TASK DESCRIPTION:
Summarize the forum thread below on using a regular expression with a style definition in exactly three sentences.

Regexp with style definition

Everything related to our flagship word processor.
Post Reply
Groucho
Posts: 497
Joined: 2007-03-03 09:55:06
Location: Europe

Regexp with style definition

Post by Groucho »

I use this regular expression

Code: Select all

\<[A-Z\s’‘-]{2,}\>
to find one or more all-caps words separated by space, quote or dash.
Why doesn't it work when Attribute Sensitive is checked along with a style definition?

Thanks a bunch!
Henry.
Kino
Posts: 400
Joined: 2008-05-17 04:02:32

Re: Regexp with style definition

Post by Kino »

As I don't have your document ;-) I tried the following on Nisus Macro Reference.rtf, which seems to work. But I seldom use attribute sensitive search. So I may overlook something obvious...

1. Type "\b\p{Upper}\p{Lower}+\b" in the Find field;

2. Apply "Object Name" (Character Style) or "Code Block" (Paragraph Style) on the find expression;

3. Apply "Remove Attributes Except Styles" on the find expression.

4. Hit Next.

The step 3 is unnecessary when the find field had not had any attribute.
Groucho
Posts: 497
Joined: 2007-03-03 09:55:06
Location: Europe

Re: Regexp with style definition

Post by Groucho »

Thanks, Kino. I tried setting a style and then selecting Remove Attributes Except Styles, but it doesn't work. Note that the All-Caps regexp plus style did work on version 1.0. By the way, I think your regexp will search single capitalized words (Like These), whereas mine will search all-caps works separated by space, hyphen or quote (LIKE-THESE).
Apparently, there is something wrong with the word boundary regular expressions (\< and \>) when Attribute Sensitive is checked. Using this expression works:

Code: Select all

[A-Z\s’‘-]{2,}
Many thanks
Henry.
Kino
Posts: 400
Joined: 2008-05-17 04:02:32

Re: Regexp with style definition

Post by Kino »

Groucho wrote:By the way, I think your regexp will search single capitalized words (Like These)
Because it is convenient for the test file that I used. And the file has a merit that all NW Pro users have it so that they can countercheck easily.
whereas mine will search all-caps works separated by space, hyphen or quote (LIKE-THESE).
and...

ABC

DEF

i.e. it will find the whole "ABC\n\nDEF", for example.
there is something wrong with the word boundary regular expressions (\< and \>)
Yeah, there seems to be a bug. You'd better report it to Nisus soft if you want to make your expression work. While

\<[A-Z'’\s-]{2,}\>
\<[A-Z'’ -]{2,}\>
\<[A-Z'’\x20-]{2,}\>

do not work, the followings work.

\<[A-Z'’\t-]{2,}\>
\<[A-Z'’\n-]{2,}\>
\<[A-Z'’\xA0-]{2,}\>

Thus, seemingly it is not \s itself but a character or metacharacter matching \x20 that prevents it from working.

But why are you using such a tricky expression? (Some people said I'm tricky but I have never gone so far ;-) In your expression, it is only \< and \> that assure the first and the last characters are [A-Z] and not ['’\s-]. So...

Code: Select all

[A-Z\s’‘-]{2,}
will match also "\n\n", "--", "<tab><tab>", etc., etc.

EXTRACTED RECORDS:
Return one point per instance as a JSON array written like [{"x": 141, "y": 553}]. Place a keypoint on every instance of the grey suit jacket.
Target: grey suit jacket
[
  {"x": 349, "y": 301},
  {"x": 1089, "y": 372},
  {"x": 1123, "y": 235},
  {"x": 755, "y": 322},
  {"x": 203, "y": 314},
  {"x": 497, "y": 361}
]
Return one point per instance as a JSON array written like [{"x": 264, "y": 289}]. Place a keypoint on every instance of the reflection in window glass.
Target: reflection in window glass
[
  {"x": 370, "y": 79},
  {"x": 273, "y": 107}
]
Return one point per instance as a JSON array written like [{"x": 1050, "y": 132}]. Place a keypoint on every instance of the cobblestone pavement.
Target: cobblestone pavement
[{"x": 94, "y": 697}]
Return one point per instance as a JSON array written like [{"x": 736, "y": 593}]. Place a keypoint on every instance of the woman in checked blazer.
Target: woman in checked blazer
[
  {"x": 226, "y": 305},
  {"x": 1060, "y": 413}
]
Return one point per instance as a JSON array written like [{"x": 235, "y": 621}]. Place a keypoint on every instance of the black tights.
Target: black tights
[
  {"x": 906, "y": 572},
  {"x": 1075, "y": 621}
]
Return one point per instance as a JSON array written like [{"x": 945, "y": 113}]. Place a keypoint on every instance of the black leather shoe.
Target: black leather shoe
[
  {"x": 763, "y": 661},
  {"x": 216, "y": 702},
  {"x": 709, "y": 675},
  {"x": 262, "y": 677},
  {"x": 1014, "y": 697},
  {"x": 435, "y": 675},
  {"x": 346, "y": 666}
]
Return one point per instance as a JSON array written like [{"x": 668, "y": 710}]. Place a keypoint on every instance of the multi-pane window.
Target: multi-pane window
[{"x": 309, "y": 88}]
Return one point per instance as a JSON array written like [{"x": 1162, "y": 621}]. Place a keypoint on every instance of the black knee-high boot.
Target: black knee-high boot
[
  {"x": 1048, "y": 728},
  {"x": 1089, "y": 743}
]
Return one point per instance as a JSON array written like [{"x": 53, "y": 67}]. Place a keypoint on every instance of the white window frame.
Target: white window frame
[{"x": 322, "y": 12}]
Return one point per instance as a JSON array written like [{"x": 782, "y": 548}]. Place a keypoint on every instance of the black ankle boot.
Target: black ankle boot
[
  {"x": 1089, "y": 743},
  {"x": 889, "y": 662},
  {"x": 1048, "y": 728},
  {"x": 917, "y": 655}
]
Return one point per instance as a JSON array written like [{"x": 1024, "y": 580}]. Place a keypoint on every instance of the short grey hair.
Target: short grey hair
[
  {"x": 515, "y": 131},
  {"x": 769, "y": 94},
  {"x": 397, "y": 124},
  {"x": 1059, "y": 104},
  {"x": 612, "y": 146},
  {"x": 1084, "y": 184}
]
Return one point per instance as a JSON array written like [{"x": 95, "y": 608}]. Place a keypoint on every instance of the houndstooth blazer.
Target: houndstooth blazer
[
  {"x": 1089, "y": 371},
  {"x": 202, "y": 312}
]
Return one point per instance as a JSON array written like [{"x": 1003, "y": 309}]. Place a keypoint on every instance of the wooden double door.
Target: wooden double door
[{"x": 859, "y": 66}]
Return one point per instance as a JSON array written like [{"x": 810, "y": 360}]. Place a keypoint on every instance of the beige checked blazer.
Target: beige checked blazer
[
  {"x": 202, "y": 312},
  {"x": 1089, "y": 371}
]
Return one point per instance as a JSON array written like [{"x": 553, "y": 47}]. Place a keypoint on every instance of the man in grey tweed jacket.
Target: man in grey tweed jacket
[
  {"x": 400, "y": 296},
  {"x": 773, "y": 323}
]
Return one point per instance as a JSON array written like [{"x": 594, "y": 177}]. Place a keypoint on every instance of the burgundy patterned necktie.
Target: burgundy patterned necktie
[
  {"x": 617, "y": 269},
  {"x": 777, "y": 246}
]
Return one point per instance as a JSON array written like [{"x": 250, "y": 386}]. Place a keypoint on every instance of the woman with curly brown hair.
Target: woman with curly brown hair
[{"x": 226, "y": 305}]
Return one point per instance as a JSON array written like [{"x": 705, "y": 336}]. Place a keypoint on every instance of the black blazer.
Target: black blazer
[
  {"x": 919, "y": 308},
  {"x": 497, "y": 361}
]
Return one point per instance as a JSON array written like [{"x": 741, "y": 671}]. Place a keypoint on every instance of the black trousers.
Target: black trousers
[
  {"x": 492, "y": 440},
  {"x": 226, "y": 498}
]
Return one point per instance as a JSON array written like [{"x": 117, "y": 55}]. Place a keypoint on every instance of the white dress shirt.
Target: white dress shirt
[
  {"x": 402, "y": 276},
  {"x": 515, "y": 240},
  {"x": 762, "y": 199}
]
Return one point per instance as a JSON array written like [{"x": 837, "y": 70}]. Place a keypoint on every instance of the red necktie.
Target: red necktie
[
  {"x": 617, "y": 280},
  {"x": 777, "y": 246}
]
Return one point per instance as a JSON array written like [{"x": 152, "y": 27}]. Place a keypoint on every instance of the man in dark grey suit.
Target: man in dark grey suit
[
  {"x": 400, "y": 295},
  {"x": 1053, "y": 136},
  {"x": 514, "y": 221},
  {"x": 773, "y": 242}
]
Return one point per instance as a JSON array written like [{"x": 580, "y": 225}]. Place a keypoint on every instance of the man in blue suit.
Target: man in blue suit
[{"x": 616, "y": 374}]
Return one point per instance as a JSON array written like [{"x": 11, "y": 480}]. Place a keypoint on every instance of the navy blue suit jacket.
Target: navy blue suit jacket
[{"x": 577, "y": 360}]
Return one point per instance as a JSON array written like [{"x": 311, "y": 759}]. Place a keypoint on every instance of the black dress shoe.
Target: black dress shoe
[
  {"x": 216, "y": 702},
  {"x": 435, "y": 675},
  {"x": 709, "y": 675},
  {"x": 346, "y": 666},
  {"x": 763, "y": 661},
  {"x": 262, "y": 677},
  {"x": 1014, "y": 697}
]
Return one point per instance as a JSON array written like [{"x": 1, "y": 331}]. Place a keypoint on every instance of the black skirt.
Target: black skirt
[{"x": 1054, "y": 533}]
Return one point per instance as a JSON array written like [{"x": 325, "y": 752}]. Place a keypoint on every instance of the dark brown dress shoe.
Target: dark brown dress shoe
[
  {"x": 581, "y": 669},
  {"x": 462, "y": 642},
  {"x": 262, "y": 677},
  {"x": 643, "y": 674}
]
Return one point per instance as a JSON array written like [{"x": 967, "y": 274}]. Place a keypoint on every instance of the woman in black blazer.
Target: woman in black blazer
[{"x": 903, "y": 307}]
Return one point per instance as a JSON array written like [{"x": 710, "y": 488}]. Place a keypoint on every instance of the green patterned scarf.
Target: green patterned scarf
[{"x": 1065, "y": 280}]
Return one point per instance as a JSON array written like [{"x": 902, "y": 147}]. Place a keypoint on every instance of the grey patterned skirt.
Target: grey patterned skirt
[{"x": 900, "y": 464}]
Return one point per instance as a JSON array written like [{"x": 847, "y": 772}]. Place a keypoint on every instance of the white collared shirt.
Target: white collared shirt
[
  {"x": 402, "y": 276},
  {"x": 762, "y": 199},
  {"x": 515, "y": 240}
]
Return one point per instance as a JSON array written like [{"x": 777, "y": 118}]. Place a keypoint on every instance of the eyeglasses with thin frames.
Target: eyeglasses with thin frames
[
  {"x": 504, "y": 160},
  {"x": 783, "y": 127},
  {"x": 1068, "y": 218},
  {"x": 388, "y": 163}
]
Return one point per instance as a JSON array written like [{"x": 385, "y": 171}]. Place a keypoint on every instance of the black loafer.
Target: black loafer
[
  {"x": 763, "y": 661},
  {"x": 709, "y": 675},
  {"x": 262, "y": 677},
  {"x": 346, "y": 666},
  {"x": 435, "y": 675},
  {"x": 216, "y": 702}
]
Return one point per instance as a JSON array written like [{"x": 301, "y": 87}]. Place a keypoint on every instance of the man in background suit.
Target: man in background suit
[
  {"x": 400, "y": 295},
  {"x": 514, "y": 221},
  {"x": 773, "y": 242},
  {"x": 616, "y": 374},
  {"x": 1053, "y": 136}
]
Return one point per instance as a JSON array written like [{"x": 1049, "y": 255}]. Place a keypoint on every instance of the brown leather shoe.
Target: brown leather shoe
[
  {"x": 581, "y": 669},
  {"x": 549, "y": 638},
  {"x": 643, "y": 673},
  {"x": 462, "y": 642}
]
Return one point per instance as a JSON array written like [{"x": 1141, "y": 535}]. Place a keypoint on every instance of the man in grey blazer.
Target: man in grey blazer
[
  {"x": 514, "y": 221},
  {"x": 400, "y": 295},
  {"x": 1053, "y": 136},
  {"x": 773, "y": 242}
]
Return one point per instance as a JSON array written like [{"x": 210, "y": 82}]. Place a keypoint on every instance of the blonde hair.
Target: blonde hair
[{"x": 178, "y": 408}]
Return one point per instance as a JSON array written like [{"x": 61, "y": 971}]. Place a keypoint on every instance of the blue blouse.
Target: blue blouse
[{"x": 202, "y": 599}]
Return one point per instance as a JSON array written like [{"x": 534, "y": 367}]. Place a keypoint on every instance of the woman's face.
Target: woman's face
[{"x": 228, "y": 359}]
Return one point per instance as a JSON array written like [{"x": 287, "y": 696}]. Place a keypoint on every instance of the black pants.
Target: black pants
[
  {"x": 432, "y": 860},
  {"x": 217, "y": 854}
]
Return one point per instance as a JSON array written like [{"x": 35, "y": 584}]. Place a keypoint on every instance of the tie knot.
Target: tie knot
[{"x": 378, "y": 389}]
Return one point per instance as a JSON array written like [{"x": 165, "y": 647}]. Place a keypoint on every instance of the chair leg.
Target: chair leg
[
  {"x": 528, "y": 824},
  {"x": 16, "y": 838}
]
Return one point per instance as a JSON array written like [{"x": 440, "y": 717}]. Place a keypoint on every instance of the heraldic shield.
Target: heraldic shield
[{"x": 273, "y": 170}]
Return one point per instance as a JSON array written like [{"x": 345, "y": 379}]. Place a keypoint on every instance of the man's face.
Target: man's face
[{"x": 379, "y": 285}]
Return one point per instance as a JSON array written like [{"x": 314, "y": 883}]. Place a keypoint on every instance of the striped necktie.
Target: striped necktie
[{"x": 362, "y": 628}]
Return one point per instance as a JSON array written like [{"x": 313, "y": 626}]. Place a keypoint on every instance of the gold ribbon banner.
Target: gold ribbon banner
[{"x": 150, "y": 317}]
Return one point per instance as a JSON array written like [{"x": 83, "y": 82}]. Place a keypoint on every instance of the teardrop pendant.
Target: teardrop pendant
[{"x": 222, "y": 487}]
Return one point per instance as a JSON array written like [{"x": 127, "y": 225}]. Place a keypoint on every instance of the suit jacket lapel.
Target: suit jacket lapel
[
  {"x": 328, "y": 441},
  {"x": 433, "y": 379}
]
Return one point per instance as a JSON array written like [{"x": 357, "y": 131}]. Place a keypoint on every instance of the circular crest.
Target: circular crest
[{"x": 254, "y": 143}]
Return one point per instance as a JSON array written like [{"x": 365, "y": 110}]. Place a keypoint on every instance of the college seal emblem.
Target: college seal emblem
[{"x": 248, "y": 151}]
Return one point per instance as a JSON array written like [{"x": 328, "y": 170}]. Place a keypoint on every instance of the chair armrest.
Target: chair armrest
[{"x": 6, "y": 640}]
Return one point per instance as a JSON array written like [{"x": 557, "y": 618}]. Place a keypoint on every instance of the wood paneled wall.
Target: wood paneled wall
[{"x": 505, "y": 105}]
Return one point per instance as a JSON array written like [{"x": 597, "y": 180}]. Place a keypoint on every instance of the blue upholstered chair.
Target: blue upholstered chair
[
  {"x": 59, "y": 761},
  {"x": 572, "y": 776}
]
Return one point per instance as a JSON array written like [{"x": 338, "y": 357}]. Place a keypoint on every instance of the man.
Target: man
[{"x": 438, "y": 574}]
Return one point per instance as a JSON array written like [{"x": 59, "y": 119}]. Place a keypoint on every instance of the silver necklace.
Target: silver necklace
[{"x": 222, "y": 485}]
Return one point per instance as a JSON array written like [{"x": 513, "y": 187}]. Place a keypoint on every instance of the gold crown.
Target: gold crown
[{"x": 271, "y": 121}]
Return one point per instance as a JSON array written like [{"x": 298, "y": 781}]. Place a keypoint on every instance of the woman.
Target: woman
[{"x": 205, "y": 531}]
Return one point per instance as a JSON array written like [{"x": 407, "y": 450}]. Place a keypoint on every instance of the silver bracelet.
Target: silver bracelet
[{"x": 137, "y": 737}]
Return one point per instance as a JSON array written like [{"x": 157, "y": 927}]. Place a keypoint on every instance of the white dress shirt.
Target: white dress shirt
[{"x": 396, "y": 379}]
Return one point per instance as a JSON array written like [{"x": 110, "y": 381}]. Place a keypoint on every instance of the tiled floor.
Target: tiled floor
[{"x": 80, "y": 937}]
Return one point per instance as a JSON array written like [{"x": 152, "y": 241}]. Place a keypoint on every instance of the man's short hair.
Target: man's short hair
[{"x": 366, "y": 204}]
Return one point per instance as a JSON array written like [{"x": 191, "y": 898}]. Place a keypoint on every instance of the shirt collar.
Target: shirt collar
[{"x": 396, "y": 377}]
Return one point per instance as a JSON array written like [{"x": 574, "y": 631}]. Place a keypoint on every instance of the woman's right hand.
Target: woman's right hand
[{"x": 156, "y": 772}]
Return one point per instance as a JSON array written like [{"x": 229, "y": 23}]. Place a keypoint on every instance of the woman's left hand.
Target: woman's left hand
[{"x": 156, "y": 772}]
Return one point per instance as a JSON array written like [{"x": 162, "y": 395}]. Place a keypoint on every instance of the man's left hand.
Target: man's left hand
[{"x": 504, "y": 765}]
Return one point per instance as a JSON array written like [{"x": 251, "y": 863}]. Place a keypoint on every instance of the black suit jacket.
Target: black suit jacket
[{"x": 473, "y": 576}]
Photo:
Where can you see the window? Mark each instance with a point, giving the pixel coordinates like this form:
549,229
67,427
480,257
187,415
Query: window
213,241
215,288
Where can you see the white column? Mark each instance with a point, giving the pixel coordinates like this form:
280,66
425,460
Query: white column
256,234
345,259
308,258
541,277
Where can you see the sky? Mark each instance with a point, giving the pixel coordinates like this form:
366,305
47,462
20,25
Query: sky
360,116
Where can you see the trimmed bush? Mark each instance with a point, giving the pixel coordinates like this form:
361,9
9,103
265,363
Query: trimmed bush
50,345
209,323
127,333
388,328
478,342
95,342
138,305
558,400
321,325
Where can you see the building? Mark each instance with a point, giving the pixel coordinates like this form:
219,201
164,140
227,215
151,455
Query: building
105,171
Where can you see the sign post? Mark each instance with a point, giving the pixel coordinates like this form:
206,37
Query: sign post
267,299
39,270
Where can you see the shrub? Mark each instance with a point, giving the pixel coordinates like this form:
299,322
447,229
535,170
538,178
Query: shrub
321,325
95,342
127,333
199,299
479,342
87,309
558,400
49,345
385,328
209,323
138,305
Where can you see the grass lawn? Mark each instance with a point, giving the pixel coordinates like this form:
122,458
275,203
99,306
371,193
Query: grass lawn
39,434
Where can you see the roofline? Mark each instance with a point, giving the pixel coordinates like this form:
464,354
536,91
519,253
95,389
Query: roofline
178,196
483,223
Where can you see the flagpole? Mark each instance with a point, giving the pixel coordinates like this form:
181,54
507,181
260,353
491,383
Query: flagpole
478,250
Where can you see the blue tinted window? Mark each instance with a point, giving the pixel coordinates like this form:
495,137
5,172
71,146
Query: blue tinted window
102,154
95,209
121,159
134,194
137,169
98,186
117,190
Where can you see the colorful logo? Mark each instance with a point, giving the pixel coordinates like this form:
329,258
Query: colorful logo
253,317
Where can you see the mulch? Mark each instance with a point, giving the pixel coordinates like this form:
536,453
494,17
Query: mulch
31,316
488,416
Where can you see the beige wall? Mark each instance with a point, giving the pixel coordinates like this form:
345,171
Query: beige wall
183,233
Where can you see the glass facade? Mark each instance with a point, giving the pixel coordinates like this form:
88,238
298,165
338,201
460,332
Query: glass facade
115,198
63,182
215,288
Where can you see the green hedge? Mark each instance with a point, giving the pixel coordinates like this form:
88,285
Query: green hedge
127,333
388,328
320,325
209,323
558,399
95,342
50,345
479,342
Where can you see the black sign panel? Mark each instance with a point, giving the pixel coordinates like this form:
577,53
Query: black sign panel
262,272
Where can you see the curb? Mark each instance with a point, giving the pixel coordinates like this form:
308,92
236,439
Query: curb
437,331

COMPLETE RESPONSE:
Groucho asks why the expression \<[A-Z\s’‘-]{2,}\>, meant to find all-caps words separated by space, quote or dash, fails when Attribute Sensitive is checked along with a style definition. Kino offers a test procedure on a reference file, but Groucho reports that it doesn't work, notes that the search worked in version 1.0, and finds that the expression works once \< and \> are removed. Kino agrees there seems to be a bug involving whatever matches \x20, since versions using \t, \n or \xA0 work, and warns that without the boundaries the expression will also match strings such as "\n\n" and "--".